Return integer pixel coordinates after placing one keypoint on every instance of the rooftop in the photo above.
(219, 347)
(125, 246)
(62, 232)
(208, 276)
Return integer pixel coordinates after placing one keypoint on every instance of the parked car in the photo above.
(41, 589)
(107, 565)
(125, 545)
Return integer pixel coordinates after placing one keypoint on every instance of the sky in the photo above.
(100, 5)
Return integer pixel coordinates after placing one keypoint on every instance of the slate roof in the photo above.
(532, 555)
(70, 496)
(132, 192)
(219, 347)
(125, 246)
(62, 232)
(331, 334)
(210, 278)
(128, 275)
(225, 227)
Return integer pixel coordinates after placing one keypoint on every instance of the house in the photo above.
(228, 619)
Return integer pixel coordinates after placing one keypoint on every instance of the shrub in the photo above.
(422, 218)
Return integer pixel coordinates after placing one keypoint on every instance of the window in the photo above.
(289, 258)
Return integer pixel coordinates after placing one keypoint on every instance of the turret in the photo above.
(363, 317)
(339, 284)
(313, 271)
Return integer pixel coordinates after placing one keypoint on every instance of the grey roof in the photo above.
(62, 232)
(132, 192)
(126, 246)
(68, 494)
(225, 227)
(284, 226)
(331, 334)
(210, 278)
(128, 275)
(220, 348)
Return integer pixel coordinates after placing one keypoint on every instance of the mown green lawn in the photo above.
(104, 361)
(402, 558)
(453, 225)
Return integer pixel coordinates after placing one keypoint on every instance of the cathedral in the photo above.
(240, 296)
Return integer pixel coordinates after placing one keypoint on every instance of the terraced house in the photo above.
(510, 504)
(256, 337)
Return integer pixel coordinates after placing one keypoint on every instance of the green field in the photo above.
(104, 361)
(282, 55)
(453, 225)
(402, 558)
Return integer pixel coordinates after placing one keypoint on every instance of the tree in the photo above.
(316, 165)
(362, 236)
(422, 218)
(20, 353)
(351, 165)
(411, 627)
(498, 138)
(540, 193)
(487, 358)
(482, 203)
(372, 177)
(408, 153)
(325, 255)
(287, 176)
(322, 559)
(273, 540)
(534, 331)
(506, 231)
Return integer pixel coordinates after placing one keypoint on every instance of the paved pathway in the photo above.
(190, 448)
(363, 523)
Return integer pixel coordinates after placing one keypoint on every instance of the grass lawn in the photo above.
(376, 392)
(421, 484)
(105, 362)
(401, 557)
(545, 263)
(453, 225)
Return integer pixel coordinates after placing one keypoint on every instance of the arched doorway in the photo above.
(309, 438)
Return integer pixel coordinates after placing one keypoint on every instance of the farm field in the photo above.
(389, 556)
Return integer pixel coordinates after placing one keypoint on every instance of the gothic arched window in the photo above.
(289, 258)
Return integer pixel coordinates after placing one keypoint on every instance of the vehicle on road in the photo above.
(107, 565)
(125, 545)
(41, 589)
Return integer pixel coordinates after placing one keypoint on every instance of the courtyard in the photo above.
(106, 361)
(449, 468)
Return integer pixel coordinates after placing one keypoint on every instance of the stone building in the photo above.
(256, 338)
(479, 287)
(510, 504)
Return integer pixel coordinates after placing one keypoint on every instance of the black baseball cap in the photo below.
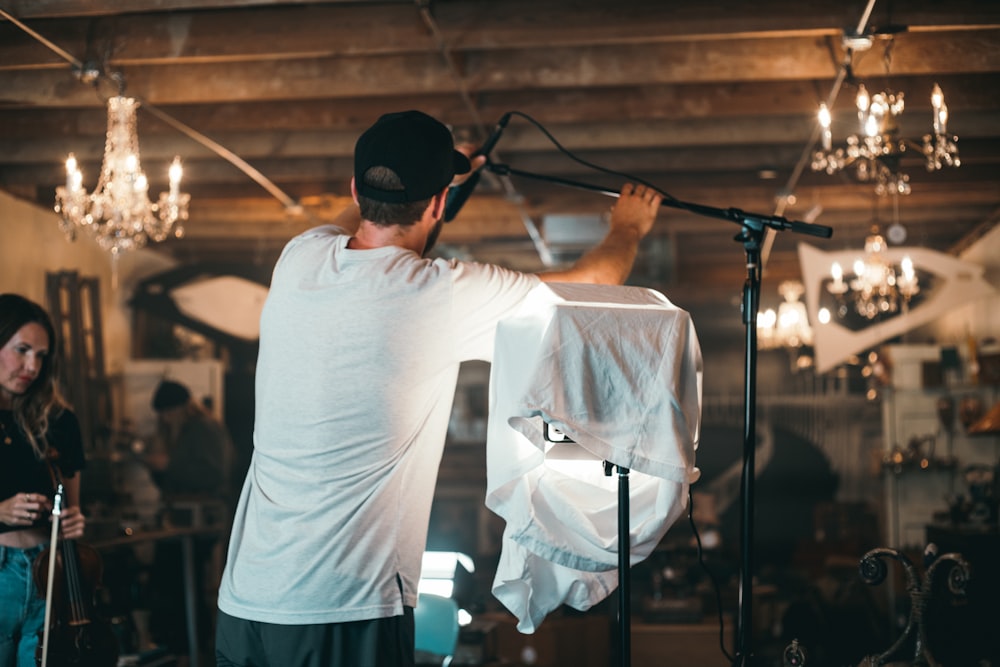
(417, 147)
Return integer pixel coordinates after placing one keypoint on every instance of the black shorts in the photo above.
(382, 642)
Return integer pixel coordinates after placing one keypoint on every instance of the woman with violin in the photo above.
(36, 426)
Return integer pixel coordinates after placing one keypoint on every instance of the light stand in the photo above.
(753, 226)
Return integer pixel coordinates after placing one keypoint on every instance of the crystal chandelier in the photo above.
(789, 326)
(875, 151)
(878, 288)
(118, 213)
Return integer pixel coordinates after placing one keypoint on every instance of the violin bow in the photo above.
(56, 513)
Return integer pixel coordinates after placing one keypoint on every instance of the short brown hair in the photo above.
(385, 214)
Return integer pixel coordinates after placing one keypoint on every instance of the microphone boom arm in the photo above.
(756, 221)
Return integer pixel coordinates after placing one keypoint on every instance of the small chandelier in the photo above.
(878, 288)
(118, 213)
(789, 326)
(875, 151)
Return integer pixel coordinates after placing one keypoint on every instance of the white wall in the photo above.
(32, 244)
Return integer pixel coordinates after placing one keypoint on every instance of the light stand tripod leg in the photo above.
(624, 575)
(751, 239)
(624, 568)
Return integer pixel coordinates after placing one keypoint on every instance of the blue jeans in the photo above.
(22, 609)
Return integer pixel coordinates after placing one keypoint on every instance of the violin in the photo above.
(73, 634)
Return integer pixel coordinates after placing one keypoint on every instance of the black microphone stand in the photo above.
(753, 227)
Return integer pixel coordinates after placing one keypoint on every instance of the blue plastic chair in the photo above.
(435, 623)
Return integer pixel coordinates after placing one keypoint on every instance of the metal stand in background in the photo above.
(624, 567)
(754, 225)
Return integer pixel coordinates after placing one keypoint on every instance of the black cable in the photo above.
(711, 576)
(586, 163)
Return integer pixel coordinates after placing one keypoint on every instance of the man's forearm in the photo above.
(608, 263)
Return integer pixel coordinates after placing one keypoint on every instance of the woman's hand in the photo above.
(72, 522)
(23, 509)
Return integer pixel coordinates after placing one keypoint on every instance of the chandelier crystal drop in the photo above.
(119, 213)
(878, 288)
(789, 326)
(875, 151)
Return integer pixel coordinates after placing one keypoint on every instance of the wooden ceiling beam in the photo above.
(741, 61)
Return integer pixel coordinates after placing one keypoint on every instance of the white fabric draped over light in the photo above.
(619, 371)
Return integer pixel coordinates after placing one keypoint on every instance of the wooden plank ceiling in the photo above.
(713, 102)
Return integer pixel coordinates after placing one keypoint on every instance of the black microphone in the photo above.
(457, 196)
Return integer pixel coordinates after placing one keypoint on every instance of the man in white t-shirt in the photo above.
(361, 339)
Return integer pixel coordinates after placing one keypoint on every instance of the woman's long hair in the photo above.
(42, 399)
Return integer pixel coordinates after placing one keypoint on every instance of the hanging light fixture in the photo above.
(875, 151)
(789, 326)
(878, 288)
(118, 213)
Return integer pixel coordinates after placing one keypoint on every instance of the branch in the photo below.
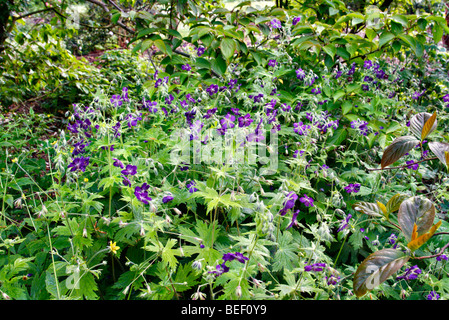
(30, 14)
(105, 8)
(188, 56)
(434, 255)
(402, 167)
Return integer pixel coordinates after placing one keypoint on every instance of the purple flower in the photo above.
(228, 121)
(296, 20)
(332, 280)
(200, 51)
(352, 70)
(116, 100)
(289, 202)
(150, 105)
(220, 269)
(132, 120)
(442, 257)
(141, 193)
(158, 83)
(129, 170)
(298, 152)
(316, 90)
(345, 223)
(212, 89)
(79, 163)
(245, 120)
(417, 94)
(126, 181)
(78, 148)
(167, 199)
(307, 201)
(223, 268)
(116, 129)
(362, 126)
(169, 99)
(301, 128)
(392, 240)
(294, 216)
(191, 186)
(433, 296)
(300, 74)
(209, 113)
(125, 94)
(276, 24)
(410, 273)
(412, 165)
(117, 163)
(316, 267)
(352, 188)
(367, 64)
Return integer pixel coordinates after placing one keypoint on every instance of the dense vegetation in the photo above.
(249, 150)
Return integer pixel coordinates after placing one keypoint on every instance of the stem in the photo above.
(401, 167)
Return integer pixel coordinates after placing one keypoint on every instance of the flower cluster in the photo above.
(316, 267)
(361, 126)
(352, 188)
(410, 273)
(79, 163)
(223, 268)
(345, 223)
(307, 201)
(141, 193)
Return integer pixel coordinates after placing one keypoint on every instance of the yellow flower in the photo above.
(113, 247)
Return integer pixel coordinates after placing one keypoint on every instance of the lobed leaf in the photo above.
(416, 210)
(377, 268)
(418, 241)
(399, 147)
(418, 121)
(440, 149)
(371, 209)
(429, 126)
(395, 202)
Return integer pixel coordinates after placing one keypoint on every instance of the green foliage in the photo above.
(152, 189)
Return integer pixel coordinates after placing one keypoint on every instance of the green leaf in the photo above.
(416, 210)
(385, 37)
(342, 52)
(399, 147)
(377, 268)
(228, 47)
(437, 33)
(346, 107)
(330, 50)
(418, 122)
(418, 241)
(371, 209)
(400, 19)
(395, 202)
(219, 65)
(440, 149)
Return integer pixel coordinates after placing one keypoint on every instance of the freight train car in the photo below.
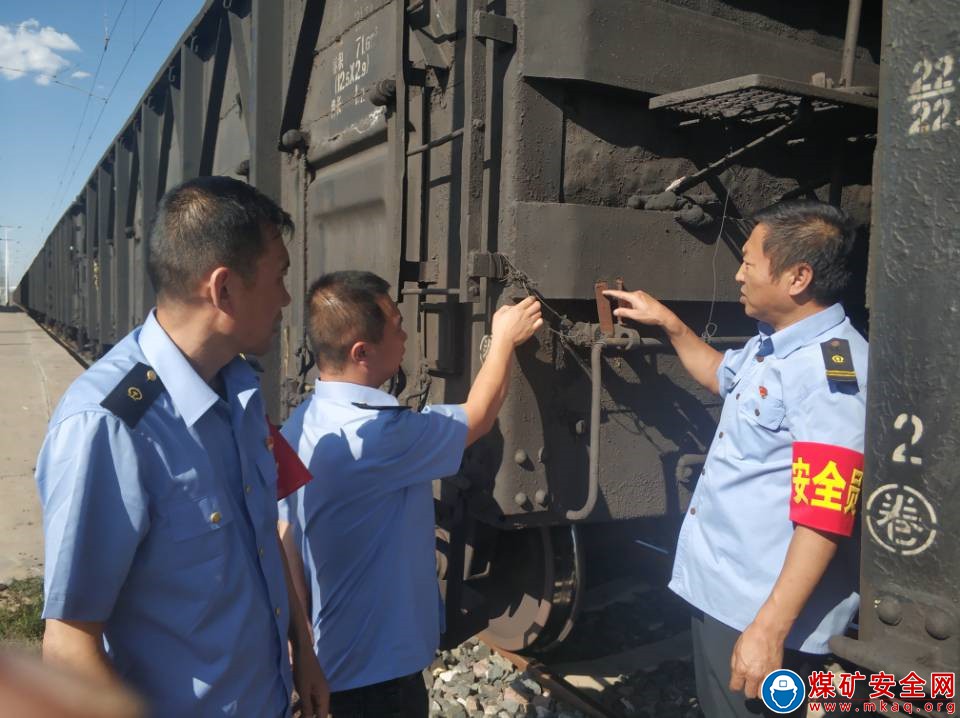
(474, 151)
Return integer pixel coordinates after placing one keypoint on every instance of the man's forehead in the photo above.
(754, 242)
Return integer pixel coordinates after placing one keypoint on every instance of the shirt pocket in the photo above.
(766, 412)
(194, 533)
(202, 517)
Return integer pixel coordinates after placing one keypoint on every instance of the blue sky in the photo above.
(44, 46)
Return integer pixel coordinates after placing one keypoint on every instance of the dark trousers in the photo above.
(398, 698)
(713, 644)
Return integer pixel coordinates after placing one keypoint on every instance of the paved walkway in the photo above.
(34, 373)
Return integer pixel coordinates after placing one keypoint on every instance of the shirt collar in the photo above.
(191, 395)
(346, 392)
(797, 335)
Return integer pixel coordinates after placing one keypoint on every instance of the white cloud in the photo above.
(29, 50)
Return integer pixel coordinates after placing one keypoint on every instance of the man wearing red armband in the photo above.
(768, 551)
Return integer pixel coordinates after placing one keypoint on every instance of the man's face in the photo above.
(764, 298)
(385, 356)
(260, 304)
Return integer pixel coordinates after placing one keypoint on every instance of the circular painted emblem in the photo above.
(782, 691)
(901, 519)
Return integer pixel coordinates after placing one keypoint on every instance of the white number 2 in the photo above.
(900, 453)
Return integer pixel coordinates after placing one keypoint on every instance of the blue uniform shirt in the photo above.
(735, 535)
(166, 532)
(365, 527)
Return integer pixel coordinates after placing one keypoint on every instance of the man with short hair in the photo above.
(163, 567)
(364, 526)
(767, 551)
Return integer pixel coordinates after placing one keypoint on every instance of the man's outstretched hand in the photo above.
(516, 323)
(641, 307)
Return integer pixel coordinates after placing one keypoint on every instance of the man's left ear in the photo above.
(800, 277)
(218, 288)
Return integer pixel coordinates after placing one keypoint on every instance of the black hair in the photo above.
(343, 308)
(209, 222)
(815, 233)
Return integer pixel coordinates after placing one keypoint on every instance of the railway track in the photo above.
(647, 672)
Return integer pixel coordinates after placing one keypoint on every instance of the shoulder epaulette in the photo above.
(387, 407)
(131, 398)
(838, 361)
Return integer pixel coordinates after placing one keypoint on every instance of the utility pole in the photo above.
(6, 259)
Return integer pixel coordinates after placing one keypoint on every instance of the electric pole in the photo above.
(6, 259)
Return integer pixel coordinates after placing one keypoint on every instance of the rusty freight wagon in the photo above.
(474, 151)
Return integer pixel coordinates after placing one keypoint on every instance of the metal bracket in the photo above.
(487, 264)
(487, 25)
(605, 306)
(427, 272)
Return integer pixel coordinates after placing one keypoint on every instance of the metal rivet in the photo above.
(940, 625)
(889, 611)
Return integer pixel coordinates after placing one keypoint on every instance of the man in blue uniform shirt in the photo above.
(364, 526)
(766, 551)
(163, 565)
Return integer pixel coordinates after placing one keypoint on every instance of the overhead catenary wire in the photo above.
(57, 197)
(54, 80)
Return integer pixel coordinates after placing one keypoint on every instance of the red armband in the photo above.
(826, 486)
(291, 473)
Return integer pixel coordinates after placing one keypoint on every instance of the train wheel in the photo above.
(534, 587)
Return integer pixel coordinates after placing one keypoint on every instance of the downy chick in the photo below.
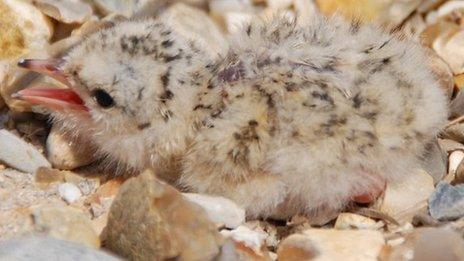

- _WHAT YOU NEED TO DO_:
Arrange the material as a JSON list of strings, one string per line, from the line containing "in blue uniform shirt in the photo above." through the end of the material, including both. Leave out blank lines and pictures.

- _RESPONSE TO THIS TASK_:
[
  "Return integer pixel coordinates after placing one keypoint on every instance of the man in blue uniform shirt in the photo above.",
  "(364, 526)",
  "(766, 551)",
  "(163, 565)",
  "Return integer pixel coordinates after placing one keypoint on every instance of the overhead catenary wire in the photo above.",
  "(57, 197)",
  "(54, 80)",
  "Return integer pixel coordinates after placing one keypoint on every instance of the red armband in the photo above.",
  "(826, 486)",
  "(291, 473)",
  "Return integer pixel coordinates after placing one keypoint on every instance of the train wheel in the photo above.",
  "(534, 587)",
  "Return integer pixel coordinates after placing one keypoint on every instance of the downy chick in the photo below."
]